- [Stored entries]:
======

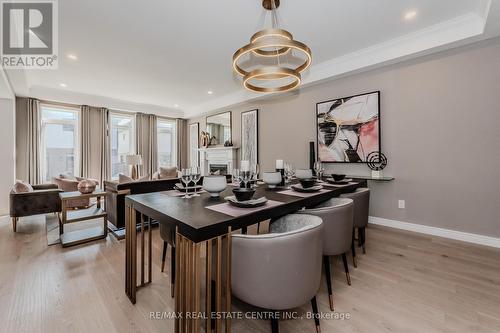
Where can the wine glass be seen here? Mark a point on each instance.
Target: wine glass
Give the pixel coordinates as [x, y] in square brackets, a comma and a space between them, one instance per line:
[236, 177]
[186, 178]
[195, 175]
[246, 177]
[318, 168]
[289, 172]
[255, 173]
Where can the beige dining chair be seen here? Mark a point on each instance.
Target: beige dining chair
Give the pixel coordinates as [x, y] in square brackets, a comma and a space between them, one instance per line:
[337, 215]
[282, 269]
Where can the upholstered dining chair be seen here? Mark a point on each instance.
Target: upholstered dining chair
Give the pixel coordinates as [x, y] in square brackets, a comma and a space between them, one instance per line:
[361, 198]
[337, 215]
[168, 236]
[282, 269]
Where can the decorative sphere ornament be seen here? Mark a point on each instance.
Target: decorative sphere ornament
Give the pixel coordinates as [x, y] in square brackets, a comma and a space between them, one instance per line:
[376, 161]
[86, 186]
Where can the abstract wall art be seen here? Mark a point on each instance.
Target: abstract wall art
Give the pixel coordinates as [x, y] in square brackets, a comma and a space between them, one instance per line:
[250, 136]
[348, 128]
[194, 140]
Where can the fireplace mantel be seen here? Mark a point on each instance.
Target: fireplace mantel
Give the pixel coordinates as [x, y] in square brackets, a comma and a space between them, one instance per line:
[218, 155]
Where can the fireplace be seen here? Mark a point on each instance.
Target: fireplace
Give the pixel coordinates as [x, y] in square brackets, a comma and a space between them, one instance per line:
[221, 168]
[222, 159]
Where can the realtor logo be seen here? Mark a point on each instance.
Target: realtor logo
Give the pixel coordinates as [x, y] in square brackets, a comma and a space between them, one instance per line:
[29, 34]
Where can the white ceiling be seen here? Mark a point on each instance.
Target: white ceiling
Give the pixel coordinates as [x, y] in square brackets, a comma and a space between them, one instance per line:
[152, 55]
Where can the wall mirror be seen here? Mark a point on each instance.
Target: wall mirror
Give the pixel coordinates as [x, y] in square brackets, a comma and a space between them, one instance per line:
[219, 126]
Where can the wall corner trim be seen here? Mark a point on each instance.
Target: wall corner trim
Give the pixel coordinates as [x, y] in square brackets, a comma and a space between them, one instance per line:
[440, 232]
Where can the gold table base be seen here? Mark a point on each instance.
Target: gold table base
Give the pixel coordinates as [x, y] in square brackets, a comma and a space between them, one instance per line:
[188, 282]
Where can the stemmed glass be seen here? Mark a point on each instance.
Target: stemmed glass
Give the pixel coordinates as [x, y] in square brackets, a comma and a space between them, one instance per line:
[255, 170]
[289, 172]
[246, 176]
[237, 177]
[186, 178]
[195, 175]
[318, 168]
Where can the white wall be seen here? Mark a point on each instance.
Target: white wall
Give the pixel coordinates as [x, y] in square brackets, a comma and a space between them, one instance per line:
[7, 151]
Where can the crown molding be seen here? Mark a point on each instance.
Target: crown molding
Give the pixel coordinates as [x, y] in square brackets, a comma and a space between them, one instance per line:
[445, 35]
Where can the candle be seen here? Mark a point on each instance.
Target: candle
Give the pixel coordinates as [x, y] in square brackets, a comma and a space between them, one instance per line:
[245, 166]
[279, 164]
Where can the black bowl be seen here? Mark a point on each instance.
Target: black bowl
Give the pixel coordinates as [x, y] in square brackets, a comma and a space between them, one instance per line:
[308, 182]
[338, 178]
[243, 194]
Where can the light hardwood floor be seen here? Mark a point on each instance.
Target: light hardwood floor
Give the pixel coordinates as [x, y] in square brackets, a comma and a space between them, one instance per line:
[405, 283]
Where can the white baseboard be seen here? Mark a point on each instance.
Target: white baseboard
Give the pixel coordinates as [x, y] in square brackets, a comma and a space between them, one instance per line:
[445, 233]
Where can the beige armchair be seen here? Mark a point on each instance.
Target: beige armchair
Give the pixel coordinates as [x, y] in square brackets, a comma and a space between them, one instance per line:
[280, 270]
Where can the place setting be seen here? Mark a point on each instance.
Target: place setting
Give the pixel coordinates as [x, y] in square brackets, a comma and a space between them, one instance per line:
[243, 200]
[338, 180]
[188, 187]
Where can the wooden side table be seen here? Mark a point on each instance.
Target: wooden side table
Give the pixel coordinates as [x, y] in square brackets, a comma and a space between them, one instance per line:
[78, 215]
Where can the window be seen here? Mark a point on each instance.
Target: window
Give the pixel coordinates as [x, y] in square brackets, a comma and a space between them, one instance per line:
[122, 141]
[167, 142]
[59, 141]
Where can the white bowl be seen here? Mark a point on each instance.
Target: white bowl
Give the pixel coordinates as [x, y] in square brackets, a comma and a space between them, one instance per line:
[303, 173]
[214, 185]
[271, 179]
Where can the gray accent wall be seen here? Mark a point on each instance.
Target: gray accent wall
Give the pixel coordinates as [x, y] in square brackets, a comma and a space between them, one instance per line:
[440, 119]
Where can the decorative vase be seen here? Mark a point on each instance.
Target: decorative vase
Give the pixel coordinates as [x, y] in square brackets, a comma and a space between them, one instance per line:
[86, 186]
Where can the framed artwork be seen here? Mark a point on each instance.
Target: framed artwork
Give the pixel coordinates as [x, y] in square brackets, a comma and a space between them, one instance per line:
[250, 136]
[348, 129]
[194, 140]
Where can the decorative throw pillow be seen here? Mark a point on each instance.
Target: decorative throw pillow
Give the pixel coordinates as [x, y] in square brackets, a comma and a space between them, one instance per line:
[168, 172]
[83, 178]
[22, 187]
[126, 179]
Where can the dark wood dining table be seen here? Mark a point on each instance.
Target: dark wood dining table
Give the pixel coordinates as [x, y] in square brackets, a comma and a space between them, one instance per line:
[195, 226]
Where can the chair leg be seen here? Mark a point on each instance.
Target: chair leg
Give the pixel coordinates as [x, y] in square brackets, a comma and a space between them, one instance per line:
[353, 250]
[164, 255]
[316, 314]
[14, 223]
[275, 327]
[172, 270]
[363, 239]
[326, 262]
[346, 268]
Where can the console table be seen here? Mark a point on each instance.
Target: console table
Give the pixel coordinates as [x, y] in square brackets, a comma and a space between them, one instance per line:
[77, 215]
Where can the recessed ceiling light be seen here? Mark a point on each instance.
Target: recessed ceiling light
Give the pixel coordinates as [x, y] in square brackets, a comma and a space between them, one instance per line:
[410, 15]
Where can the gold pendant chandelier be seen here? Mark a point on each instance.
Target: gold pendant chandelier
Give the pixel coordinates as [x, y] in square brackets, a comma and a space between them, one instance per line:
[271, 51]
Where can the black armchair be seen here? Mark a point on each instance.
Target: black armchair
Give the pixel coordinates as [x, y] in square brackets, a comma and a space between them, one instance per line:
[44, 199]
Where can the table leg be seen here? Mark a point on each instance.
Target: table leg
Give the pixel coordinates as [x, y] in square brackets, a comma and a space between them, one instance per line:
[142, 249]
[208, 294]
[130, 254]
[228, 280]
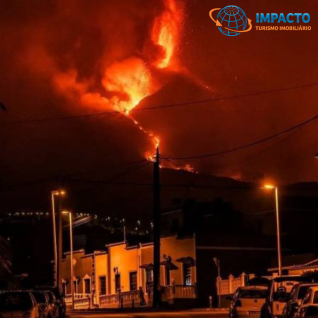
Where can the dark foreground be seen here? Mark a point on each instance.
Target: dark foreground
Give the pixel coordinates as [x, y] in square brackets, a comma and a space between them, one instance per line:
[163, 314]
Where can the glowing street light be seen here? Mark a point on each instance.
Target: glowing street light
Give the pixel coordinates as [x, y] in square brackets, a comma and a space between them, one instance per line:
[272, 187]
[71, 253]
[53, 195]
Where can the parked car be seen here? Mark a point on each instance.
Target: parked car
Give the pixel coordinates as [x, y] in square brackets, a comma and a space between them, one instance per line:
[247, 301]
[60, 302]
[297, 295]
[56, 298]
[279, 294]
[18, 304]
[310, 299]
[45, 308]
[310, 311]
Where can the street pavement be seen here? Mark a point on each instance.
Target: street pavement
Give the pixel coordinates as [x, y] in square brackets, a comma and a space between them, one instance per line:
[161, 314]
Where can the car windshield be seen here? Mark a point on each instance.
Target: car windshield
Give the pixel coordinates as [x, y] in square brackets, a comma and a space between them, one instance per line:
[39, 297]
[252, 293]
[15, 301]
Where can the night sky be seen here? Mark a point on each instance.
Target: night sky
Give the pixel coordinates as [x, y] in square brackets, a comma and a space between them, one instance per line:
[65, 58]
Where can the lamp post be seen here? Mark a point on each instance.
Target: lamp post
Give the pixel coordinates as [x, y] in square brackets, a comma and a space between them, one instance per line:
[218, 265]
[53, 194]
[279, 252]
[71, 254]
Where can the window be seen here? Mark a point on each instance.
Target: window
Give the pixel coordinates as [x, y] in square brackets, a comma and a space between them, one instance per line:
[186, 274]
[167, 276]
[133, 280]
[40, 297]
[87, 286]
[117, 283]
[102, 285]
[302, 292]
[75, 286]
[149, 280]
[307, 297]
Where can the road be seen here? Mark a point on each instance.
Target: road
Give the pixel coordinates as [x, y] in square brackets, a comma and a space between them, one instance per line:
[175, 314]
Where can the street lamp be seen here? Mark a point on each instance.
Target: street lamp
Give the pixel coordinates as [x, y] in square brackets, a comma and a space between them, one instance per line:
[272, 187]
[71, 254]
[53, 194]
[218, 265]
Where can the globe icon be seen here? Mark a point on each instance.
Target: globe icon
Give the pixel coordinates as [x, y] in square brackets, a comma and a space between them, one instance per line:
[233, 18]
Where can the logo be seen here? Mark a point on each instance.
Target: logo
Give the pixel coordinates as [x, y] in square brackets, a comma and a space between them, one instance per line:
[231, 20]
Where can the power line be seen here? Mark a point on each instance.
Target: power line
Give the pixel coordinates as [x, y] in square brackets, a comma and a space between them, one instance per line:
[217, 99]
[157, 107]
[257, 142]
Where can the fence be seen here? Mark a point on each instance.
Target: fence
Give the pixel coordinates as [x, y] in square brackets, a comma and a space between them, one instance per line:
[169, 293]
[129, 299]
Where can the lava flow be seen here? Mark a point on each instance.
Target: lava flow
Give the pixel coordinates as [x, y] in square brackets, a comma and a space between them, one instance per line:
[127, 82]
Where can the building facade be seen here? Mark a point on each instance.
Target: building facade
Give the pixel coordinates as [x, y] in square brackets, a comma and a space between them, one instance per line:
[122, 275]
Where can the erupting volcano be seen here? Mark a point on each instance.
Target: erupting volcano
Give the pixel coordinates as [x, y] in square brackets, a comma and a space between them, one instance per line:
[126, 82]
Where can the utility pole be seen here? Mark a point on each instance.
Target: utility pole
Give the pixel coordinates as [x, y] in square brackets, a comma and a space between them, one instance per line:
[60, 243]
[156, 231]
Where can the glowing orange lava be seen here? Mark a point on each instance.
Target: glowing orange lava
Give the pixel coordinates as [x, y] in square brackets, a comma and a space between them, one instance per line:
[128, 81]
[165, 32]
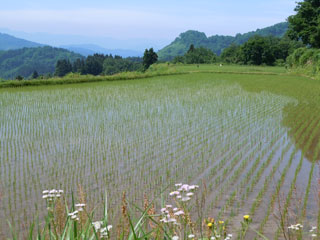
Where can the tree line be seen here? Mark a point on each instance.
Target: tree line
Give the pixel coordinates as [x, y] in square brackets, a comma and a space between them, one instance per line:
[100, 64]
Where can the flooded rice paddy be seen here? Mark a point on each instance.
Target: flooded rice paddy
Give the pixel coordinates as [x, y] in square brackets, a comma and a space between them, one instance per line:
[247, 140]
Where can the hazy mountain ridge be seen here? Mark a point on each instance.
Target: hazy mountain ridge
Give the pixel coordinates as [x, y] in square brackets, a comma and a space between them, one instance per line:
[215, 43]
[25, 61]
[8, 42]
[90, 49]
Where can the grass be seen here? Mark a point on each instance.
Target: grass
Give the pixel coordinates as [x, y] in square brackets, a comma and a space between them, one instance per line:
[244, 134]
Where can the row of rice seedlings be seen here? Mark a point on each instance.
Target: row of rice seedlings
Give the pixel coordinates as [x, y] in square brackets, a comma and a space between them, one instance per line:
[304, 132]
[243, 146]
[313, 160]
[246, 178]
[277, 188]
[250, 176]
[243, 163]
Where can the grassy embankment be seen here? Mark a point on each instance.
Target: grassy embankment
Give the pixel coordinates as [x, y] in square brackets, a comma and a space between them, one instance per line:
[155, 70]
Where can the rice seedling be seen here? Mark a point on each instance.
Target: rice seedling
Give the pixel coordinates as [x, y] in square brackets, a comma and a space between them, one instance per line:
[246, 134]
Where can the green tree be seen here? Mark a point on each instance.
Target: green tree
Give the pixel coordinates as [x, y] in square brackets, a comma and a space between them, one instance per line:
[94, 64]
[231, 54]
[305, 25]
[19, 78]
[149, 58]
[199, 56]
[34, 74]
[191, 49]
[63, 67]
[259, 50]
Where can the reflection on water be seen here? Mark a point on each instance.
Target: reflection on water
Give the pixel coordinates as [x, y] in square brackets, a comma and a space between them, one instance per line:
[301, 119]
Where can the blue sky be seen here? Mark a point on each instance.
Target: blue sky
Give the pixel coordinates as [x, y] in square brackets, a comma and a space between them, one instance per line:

======

Only the lines from the one containing "Where can the rice" through the end of the entries above belong in the answer; repeat them exactly.

Where can the rice seedling be seen here? Mark a point on each instance.
Target: rice seedling
Give the pixel coordinates as [x, y] in square brackets, a comma and a space between them, one instance per line:
[246, 134]
Where can the green tree be seen here? Mark a point on each instance.
Target: green tree
Give the pixel coordinates as [x, y] in square brackets, a comma and a space between them, one instance per line:
[94, 64]
[231, 54]
[305, 25]
[19, 78]
[149, 58]
[199, 56]
[34, 74]
[191, 49]
[63, 67]
[259, 50]
Where can the reflection on water be seen here? Mark a point on each instance.
Target: reflection on water
Give the pixel coordinates as [x, y] in square brackets, a comma and a space between them, one instance per line:
[301, 119]
Where can the blue sky be seen here? Mark a point on each instance.
Target: blue sky
Give the pixel coordinates as [x, y] in square brackets, a comma and a space between them, one instance per line:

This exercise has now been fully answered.